(YOUR OBJECTIVE): Restate the records below word for word, and omit the images they hold.

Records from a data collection

= = = = =

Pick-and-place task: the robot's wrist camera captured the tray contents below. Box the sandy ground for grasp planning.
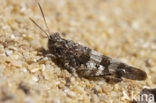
[0,0,156,103]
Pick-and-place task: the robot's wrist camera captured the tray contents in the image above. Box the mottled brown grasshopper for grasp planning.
[30,2,147,83]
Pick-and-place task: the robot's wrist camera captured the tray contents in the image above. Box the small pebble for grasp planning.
[24,96,33,103]
[10,34,15,39]
[121,91,130,101]
[30,68,40,73]
[6,50,13,56]
[21,67,28,72]
[145,58,151,67]
[64,89,76,98]
[101,85,112,94]
[92,87,99,96]
[32,76,39,82]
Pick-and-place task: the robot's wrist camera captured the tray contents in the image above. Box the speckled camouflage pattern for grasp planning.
[47,33,147,81]
[30,3,147,83]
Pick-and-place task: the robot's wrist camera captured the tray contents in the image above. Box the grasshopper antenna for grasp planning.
[37,2,51,35]
[29,17,49,38]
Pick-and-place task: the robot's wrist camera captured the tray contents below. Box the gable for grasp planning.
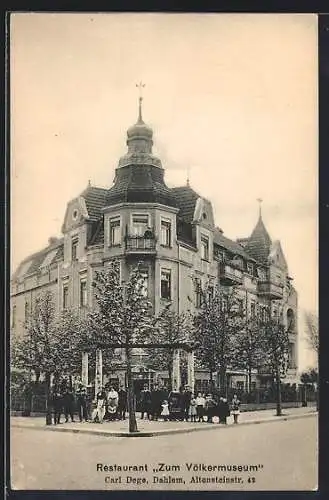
[193,197,215,228]
[61,196,90,233]
[268,240,288,271]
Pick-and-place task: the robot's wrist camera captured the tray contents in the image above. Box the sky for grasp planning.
[10,13,318,370]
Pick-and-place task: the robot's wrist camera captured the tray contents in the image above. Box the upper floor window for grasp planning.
[71,238,78,261]
[109,217,121,246]
[207,285,214,304]
[11,305,16,328]
[132,214,149,237]
[139,268,149,297]
[250,301,256,318]
[257,268,266,281]
[194,277,202,308]
[160,268,171,300]
[247,262,254,275]
[63,284,69,310]
[201,235,209,261]
[80,280,87,307]
[24,301,29,323]
[160,219,171,247]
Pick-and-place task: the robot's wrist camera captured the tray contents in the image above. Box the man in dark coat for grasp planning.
[217,396,230,424]
[76,385,88,422]
[205,394,216,423]
[117,386,127,420]
[140,385,152,420]
[150,385,163,421]
[181,386,192,422]
[63,388,75,423]
[53,389,63,425]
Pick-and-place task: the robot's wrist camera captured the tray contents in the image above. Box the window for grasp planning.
[11,305,16,328]
[132,214,149,236]
[24,302,29,322]
[160,269,171,300]
[71,238,78,261]
[194,278,202,308]
[80,280,87,307]
[139,268,149,297]
[250,302,256,318]
[201,235,209,261]
[247,262,254,275]
[207,285,214,304]
[109,217,121,246]
[288,343,294,368]
[237,298,244,314]
[251,382,257,390]
[63,284,69,310]
[236,381,244,390]
[257,268,266,281]
[160,219,171,247]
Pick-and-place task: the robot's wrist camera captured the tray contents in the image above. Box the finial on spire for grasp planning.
[257,198,263,218]
[186,165,190,187]
[136,81,145,122]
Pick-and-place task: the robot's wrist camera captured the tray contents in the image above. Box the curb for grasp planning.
[11,411,317,438]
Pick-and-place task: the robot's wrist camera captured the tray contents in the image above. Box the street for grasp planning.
[10,415,317,491]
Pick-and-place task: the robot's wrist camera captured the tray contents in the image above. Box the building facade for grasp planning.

= = = = =

(PROBLEM SOLUTION):
Pick-and-place task: the robot's wrist camera captured the tray contents below. Box the sandy ground for grasp planning.
[0,0,156,103]
Pick-and-place task: the robot's wrist camera captured the tray contents in the image above. Box the mottled brown grasshopper for grasp planning.
[30,2,147,83]
Pick-and-place task: the robot's wrist camera captured the tray contents in the image above. Box the small pebble for grasp planning.
[24,96,33,103]
[10,34,15,39]
[121,91,130,101]
[30,68,40,73]
[6,50,13,56]
[21,67,28,72]
[145,58,151,67]
[64,89,76,98]
[101,85,112,94]
[92,87,99,96]
[32,76,39,82]
Pick-and-place task: the robot's wrist camera captured the tray contents in the image above. Box the speckled camouflage pattern for grasp planning.
[47,33,147,81]
[30,3,147,83]
Pick-and-place task: the robot's wrist camera captured the tray contents in the image above. Box the grasshopper antenna for grasp planning.
[37,2,51,35]
[29,17,49,38]
Pick-and-place task: the robot's wrist camera captured the tray contents below. Box the gable for grasp planning.
[193,197,215,228]
[61,196,90,233]
[268,240,288,271]
Pick-and-place task: the robot's wrist camera captured the tray contents in the image above. Box the sky for grasp planning.
[10,13,318,370]
Pick-and-place task: the robot's wrist camera captured the tray contents in the image above. Box the upper floor window for grasp planning.
[71,238,78,261]
[109,217,121,246]
[207,285,214,304]
[11,305,16,328]
[132,214,149,237]
[139,268,149,297]
[250,301,256,318]
[257,268,266,281]
[194,277,202,308]
[160,268,171,300]
[247,262,254,275]
[63,284,69,310]
[201,235,209,261]
[80,280,87,307]
[24,301,29,323]
[160,219,171,247]
Pick-and-place task: the robot's wrist camera captured the tray contents in the image above. Box the man in dark coat for grasp planning.
[217,396,230,424]
[76,385,88,422]
[205,394,216,423]
[117,386,127,420]
[140,385,152,420]
[150,385,163,421]
[181,386,192,422]
[63,388,75,423]
[53,389,63,425]
Pick-and-place task: the robot's wrist camera captured the tray contents in the image above. Box the window for grasp planning.
[11,305,16,328]
[132,214,149,236]
[24,302,29,322]
[160,269,171,300]
[71,238,78,261]
[194,278,202,308]
[80,280,87,307]
[139,268,149,297]
[250,302,256,318]
[201,235,209,261]
[247,262,254,275]
[207,285,214,304]
[109,217,121,246]
[288,343,294,368]
[237,298,244,314]
[251,382,257,390]
[63,284,69,310]
[236,381,244,390]
[257,268,266,281]
[160,219,171,247]
Pick-and-place task: the robot's wrist camera captured the tray contents in the image above. Box the finial on spire for grasp planning.
[257,198,263,218]
[186,165,190,187]
[136,81,145,122]
Pick-and-place task: the robot's wrist camera captured the tray contents in the image above. Box the curb for grasp planning.
[11,411,317,438]
Pick-and-place task: the robot's wrist camera captured the tray contents in the image above. Box the street for grasp planning.
[10,415,317,491]
Pick-and-place task: the robot's wrist camera captured the tray contents in the image above. Box the building facade for grasp planning.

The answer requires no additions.